*Passage provided*:
#####

Enu 0.2 is finally here! This has been "a month or two away" for about 2.5 years now, but in the end I decided to hold off on releasing it until it's actually good. Well, it's good now. This is the biggest update to Enu by far, and adds a host of new features like multithreading, multiplayer (using the amazing netty + flatty + supersnappy combo by treeform and guzba), worlds containing multiple levels, programmable level switching, level templates, in-world menus, and more.
Although there are still many missing features and rough edges, I think this release captures what Enu is all about, and should be usable by most people. Try it out! Make things! Tell your friends!
Check out the new Enu web site at https://ē.nu. Or, for folks who prefer boring urls without impossible to type characters, http://getenu.com. This has documentation created with the amazing nimibook by pietroppeter and HugoGranstrom, along with some short videos showing Enu's features. You can also join us on Discord.
The Windows version isn't signed, and you'll get a scary "Windows protected your PC" warning when you launch the installer. You'll need to press "Run anyway" which, depending on your windows version, may require clicking "More info" first. Enu will be on Steam soon(ish), which won't have this issue.
Thanks for checking out Enu. Have fun!
Wow, great news! Thank you for the fantastic job you've done.
I'm a huge Enu fan since day 1, excited to try 0.2.
Awesome!
it could be fun to use it for some advent of code visualizations :)
Nim and Godot! Cool!
How did you find integrating Nim in with Godot?
I guess I didn't really answer the question. Using Nim and Godot together has mostly been great. I wish it had better support for hot code reloading, but the fact that many errors get caught at compile time means I have to iterate less to get something working. GDScript code samples translate to Nim easily, and even native extensions, like the godot_voxel module I use, get fairly ergonomic Nim bindings generated automatically without any effort from me.
There are a few rough spots. Properties exposing value types, such as Vector3 or Transform, return an immutable version, not var, so generally you can't just say something like bot.rotation.x = 10, but instead have to put the rotation into a var, update it, then assign it back. It's pretty easy to write a helper for this, but I didn't even understand the concept of var return types when I started Enu so this was a pain point for a while. A bigger issue is cyclic imports/dependencies. In godot-nim, types that extend godot classes have both the type and it's properties, procs and methods defined in a single gdobj block, which means the usual cyclic dependency tricks of putting types into a types.nim file or using forward declarations don't really work. I struggled with this for quite a while, and still don't have a great general solution. Ultimately I moved nearly all of my logic out of godot classes and mostly treat godot as an MVC style view, which in retrospect is probably a better architecture anyway, but struggling with this was a big productivity hit early in the project. I'm pretty sure godot-nim could be changed to allow defining a type and its procs separately, but unless I've missed something big it doesn't support it currently.

#####

*Record extracts*:
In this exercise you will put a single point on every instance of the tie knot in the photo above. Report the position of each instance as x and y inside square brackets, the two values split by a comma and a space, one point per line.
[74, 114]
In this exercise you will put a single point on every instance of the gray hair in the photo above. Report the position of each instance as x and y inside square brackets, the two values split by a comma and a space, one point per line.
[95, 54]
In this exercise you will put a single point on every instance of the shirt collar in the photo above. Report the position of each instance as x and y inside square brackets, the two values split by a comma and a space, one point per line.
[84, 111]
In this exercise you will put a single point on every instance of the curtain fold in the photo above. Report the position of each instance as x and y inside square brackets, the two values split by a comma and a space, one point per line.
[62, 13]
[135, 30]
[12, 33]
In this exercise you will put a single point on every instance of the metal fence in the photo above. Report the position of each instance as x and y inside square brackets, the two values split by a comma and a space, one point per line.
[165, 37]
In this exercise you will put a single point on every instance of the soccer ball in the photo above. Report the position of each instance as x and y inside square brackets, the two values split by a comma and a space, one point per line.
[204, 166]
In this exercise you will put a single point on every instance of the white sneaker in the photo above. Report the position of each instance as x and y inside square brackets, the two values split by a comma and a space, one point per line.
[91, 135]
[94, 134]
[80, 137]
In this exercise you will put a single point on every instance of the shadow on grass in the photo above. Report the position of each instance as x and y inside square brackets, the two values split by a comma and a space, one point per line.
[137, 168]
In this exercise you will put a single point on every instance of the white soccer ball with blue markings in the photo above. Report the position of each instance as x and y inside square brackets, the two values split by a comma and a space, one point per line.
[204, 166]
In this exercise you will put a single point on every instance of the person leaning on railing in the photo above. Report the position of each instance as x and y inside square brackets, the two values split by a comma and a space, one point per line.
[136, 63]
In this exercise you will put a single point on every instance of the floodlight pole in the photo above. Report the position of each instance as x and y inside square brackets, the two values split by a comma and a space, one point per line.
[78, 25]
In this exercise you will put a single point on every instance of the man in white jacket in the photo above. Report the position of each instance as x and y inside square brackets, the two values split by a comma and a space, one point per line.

#####

*Aim 1*:
Answer these about the Enu 0.2 release thread, one per line:
(a) Which two addresses does it give for the new Enu web site?
(b) Which value types are named as returning an immutable version from properties?
(c) On what platform is Enu expected to appear soon?
*Aim 2*: List every new feature that the Enu 0.2 release thread names for this update.
*Aim 3*: Carry on the Enu 0.2 release thread from the point at which it stops.

*Written reply 1*:
(a) https://ē.nu and http://getenu.com
(b) Vector3 and Transform
(c) Steam

*Written reply 2*:
- Multithreading
- Multiplayer
- Worlds containing multiple levels
- Programmable level switching
- Level templates
- In-world menus

*Written reply 3*:
All of this is easily offset by the fact that you get to use Nim however, a general purpose language with an ecosystem, and a package manager, and a rich stdlib, and macros, and test frameworks, and proper error handling, and FFI support, and countless other things you don't get with GDScript. I personally think shipping their own programming language was Godot's single biggest unforced error, but by using Nim this isn't my problem. The lack of a stable Godot 4 binding is an issue though, but hopefully one that will be rectified soon.
This is GREAT! Thank you! I'm really curious to hear where the pain points are, and what you need to keep going. I'm really proud of this release, but the fact of the matter is that there are a LOT of missing features required for real game development, and I'd like to prioritize development based on what real people are doing.
Here are some things I'm thinking about for the short to medium term, in roughly the order I'm planning to tackle them. I'd love to know which you feel is most important, and if there's anything big I've missed:
Other major items that I'm not sure how to prioritize:
Anyway, thank you very much for doing this. Please let me know if there's anything I can do to help.
I'm really curious to hear where the pain points are
Honestly, the biggest for me so far has been stability. Enu crashes from time to time. I've noticed this much likely to happen when I use prototypes.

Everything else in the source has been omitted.